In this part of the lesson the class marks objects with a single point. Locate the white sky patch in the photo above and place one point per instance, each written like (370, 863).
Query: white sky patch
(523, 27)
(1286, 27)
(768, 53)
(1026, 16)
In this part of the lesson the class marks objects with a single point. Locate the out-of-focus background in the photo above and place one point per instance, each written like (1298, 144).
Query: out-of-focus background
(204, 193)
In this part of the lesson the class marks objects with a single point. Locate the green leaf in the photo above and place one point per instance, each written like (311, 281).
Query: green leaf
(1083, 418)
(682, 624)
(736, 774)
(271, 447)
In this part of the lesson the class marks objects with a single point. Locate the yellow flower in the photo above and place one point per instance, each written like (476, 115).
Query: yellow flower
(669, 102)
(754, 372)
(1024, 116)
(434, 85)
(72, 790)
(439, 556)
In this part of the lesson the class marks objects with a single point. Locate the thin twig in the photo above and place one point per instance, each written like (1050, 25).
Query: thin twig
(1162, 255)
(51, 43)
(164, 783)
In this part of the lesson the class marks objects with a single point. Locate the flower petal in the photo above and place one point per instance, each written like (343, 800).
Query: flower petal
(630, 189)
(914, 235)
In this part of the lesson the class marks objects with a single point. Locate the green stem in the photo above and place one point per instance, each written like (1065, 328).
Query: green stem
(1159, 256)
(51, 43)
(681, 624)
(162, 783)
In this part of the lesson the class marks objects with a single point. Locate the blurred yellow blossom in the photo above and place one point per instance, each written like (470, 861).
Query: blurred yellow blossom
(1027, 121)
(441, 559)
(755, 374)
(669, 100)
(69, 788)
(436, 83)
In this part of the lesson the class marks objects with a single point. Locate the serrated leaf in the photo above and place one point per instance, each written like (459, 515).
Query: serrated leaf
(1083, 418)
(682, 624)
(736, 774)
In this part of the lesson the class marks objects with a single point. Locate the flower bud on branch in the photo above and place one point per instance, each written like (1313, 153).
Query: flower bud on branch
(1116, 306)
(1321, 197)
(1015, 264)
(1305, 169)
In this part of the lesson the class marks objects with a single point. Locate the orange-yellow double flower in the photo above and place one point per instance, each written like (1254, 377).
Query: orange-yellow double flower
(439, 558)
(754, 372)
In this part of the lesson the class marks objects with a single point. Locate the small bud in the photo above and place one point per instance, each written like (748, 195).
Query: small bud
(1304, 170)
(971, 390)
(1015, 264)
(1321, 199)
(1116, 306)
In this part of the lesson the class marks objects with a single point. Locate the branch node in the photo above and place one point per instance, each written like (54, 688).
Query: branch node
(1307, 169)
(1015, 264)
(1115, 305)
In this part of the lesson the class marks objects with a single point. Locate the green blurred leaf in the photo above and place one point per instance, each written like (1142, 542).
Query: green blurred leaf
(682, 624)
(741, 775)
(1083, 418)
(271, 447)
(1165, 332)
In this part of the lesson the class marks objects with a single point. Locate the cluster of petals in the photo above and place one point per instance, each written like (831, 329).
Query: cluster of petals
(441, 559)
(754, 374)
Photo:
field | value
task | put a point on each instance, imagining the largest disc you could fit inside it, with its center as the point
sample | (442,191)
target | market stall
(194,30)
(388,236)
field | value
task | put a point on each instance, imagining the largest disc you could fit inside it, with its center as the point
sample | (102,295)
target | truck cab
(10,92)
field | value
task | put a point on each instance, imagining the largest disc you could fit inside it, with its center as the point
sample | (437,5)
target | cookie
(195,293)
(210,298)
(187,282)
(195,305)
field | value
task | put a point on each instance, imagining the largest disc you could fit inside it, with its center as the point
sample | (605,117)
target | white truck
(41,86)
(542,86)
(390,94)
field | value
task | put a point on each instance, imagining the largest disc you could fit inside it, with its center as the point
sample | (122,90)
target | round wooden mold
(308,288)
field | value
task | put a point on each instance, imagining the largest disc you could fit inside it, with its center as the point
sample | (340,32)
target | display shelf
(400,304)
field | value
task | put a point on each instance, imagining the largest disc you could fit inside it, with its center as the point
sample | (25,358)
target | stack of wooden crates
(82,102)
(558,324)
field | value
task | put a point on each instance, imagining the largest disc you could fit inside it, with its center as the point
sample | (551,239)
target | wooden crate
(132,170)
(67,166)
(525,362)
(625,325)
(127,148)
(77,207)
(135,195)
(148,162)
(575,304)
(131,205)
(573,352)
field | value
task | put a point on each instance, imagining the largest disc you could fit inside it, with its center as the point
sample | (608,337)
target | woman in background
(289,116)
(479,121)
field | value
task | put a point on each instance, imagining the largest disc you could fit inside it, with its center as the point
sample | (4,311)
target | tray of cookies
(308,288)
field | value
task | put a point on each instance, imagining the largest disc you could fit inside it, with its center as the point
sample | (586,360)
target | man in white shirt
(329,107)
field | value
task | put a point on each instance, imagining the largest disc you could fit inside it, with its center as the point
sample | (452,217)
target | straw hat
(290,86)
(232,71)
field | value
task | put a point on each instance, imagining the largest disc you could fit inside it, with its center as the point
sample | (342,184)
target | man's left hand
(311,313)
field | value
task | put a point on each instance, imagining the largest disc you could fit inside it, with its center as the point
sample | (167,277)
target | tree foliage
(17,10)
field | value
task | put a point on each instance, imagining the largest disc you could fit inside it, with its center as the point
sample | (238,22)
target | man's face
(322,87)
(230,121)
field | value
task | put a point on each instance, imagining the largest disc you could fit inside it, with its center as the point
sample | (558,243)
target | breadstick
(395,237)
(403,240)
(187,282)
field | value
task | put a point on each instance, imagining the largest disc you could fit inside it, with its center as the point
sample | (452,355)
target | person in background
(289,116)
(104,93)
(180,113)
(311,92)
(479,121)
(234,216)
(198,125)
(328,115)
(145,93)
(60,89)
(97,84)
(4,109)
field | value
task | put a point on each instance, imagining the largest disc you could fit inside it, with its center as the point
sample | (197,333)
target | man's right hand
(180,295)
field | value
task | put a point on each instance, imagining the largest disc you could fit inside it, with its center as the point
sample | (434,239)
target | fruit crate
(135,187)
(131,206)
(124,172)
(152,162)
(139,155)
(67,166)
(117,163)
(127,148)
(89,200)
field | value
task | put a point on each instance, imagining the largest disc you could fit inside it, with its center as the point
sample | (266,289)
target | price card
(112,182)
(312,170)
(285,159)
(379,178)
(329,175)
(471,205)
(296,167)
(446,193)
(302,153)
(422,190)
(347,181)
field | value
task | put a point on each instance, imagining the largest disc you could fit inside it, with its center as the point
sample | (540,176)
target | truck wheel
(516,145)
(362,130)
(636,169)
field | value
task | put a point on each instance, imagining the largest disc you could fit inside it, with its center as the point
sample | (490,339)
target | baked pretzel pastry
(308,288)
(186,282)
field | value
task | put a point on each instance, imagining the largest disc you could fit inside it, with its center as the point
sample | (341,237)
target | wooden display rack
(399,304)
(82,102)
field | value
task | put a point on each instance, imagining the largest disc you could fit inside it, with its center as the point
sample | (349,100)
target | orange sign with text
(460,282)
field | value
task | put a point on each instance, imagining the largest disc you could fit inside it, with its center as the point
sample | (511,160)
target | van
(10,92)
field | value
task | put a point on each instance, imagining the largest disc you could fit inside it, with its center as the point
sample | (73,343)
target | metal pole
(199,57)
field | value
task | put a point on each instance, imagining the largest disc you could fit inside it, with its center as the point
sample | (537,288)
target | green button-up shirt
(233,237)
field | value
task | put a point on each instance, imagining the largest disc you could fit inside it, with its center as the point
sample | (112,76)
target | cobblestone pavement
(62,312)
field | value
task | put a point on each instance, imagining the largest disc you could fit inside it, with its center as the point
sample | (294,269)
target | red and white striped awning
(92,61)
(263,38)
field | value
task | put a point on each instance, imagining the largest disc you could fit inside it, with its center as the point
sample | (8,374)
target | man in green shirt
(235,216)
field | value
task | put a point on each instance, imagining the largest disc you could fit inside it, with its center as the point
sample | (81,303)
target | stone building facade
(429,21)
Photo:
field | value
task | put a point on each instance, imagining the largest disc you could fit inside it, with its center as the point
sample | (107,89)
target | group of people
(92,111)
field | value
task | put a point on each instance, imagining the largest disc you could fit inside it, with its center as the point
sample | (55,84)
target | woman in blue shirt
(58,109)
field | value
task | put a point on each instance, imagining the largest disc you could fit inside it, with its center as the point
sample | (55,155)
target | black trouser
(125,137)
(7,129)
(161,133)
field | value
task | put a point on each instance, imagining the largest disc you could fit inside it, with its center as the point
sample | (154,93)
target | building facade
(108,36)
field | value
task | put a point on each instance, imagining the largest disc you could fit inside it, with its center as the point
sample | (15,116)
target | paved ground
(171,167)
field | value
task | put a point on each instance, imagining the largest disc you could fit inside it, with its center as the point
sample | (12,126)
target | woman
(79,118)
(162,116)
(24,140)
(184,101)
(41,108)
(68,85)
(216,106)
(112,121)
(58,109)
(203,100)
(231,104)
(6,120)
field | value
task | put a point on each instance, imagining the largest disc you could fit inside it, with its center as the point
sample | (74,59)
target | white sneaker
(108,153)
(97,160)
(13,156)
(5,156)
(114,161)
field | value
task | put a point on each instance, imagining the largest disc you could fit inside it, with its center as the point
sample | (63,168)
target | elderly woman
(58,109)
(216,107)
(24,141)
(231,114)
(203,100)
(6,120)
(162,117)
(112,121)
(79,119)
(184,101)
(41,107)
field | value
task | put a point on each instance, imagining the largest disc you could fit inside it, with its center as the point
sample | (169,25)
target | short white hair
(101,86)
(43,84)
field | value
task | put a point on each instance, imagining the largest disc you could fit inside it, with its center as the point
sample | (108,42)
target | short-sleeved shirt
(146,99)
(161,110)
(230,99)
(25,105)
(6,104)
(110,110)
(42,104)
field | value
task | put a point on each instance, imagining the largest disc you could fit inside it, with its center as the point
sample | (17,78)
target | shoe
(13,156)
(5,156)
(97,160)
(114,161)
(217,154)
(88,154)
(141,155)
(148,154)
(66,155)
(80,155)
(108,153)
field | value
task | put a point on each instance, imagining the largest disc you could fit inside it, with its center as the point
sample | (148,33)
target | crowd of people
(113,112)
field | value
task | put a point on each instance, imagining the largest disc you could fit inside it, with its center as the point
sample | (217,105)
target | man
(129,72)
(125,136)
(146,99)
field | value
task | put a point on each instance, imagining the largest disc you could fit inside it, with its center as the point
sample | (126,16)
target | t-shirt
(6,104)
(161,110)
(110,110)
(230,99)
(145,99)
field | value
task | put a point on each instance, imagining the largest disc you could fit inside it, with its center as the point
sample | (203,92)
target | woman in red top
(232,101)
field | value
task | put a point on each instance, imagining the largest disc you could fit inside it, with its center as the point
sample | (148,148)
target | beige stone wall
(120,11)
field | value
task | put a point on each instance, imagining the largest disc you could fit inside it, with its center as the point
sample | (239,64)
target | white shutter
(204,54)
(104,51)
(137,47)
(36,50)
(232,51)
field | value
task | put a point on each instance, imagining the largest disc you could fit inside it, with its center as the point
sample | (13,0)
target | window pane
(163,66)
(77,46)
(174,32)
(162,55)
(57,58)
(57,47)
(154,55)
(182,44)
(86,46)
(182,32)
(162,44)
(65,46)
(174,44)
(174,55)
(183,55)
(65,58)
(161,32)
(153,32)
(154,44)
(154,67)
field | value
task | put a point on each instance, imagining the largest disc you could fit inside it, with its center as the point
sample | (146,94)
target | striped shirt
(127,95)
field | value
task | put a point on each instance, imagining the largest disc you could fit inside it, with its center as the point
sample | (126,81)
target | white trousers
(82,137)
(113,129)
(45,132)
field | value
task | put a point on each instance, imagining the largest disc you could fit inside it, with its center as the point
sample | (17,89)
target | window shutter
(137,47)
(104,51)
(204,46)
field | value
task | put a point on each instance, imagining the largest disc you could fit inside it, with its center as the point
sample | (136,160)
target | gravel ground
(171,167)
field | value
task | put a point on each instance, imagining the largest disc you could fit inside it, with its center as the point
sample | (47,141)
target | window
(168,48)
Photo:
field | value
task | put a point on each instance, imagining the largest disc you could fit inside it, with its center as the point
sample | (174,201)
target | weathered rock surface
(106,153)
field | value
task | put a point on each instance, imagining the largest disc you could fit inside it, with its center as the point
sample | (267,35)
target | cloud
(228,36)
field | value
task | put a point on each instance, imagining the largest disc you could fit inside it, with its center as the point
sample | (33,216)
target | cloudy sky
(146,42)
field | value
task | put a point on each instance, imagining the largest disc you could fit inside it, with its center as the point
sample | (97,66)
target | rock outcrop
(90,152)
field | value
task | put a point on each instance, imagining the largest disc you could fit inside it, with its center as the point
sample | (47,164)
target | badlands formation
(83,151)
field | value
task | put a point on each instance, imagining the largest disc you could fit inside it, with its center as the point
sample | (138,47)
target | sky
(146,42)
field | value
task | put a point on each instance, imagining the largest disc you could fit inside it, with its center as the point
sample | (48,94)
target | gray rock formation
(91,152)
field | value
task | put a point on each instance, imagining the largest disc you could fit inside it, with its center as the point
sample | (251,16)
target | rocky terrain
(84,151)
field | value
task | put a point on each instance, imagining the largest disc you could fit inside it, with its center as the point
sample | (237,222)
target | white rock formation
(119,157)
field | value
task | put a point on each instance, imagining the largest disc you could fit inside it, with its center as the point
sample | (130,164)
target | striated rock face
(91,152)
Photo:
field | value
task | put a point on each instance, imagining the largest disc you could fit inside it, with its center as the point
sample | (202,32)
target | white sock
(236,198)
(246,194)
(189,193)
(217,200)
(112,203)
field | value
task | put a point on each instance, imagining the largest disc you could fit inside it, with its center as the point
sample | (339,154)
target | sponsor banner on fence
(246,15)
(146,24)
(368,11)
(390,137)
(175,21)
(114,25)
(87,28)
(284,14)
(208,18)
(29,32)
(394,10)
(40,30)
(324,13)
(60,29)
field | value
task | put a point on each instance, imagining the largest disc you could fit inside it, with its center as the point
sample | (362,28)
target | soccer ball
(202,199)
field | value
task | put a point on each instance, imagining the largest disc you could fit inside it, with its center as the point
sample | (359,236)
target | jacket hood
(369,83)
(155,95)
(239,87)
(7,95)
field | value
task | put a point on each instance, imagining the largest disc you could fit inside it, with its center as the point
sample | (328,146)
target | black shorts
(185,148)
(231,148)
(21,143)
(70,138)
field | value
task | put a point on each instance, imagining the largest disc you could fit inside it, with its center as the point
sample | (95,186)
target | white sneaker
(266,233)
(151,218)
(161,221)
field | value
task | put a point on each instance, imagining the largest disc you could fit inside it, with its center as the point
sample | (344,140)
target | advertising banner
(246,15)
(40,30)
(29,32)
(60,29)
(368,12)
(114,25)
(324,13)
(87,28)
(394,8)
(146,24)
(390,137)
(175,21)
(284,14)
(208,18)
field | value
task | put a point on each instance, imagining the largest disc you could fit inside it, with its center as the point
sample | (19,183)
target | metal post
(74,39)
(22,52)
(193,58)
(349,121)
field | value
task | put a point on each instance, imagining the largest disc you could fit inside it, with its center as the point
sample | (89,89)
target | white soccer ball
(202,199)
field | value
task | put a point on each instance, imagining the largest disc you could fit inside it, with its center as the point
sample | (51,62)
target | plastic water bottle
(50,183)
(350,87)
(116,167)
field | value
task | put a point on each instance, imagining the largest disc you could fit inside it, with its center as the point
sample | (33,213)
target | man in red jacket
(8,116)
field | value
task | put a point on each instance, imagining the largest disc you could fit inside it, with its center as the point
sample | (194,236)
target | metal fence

Problem details. Write down again the exact lines running from the beginning of the data to the line containing "like (1050, 25).", with both ends included.

Response below.
In this part of the lesson the class marks objects with a single point. Locate the white sky patch in the photo above and place one point per instance, each written like (370, 863).
Query: white sky patch
(523, 27)
(1286, 27)
(768, 53)
(1026, 16)
In this part of the lesson the class marks objects with a single point. Locate the out-of-focus background in the photo above and place one point per instance, each written like (1298, 144).
Query: out-of-focus background
(204, 193)
In this part of the lesson the class marks objects with a single point. Locate the green leaf in the photo above and place one point per instance, each written like (311, 281).
Query: green leaf
(1083, 418)
(682, 624)
(736, 774)
(271, 447)
In this part of the lesson the class marks objects with a single point. Locate the yellow flower in the photo above and place one point per instance, each written like (476, 115).
Query: yellow flower
(669, 102)
(754, 372)
(1024, 116)
(434, 85)
(72, 790)
(439, 556)
In this part of the lesson the class marks objects with a single point. Locate the thin twig in the photo above and place one point per instance, each written like (1050, 25).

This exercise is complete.